Copy out, word for word, the lines of the records below, starting with the line that contains "of the double" and continuing through the end of the records.
....................
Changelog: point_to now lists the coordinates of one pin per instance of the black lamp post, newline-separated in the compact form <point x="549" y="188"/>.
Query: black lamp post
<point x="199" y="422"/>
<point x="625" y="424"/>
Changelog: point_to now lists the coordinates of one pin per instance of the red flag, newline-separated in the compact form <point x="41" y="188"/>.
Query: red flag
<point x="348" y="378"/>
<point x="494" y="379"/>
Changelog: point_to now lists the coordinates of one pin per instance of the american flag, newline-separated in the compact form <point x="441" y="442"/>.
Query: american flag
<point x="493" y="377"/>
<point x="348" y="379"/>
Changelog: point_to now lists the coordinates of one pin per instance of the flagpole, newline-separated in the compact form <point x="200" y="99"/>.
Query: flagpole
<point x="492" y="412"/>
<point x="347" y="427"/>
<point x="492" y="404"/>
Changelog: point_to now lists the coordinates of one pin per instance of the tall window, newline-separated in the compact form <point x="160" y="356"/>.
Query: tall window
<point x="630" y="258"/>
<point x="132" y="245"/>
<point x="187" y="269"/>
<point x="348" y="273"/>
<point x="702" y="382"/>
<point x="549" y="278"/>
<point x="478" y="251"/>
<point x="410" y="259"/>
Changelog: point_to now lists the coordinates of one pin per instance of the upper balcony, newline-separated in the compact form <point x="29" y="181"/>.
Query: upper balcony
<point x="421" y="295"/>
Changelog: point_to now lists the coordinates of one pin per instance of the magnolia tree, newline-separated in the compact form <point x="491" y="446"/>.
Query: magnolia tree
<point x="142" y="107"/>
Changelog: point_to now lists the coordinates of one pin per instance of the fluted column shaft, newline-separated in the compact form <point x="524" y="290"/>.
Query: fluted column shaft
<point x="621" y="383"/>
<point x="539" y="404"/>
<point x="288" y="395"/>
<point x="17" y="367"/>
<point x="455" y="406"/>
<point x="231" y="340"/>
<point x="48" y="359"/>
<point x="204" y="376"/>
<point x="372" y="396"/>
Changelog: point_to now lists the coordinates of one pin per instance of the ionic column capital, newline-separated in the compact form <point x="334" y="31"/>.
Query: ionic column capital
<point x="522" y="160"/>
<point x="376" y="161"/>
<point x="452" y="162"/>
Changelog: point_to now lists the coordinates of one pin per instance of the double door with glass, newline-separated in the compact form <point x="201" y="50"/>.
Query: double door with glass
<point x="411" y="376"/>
....................
#### Solution below:
Changelog: point_to now lists the coordinates of one pin per instance of the double door with glass, newline-separated in the compact form <point x="201" y="50"/>.
Query: double door with glass
<point x="411" y="376"/>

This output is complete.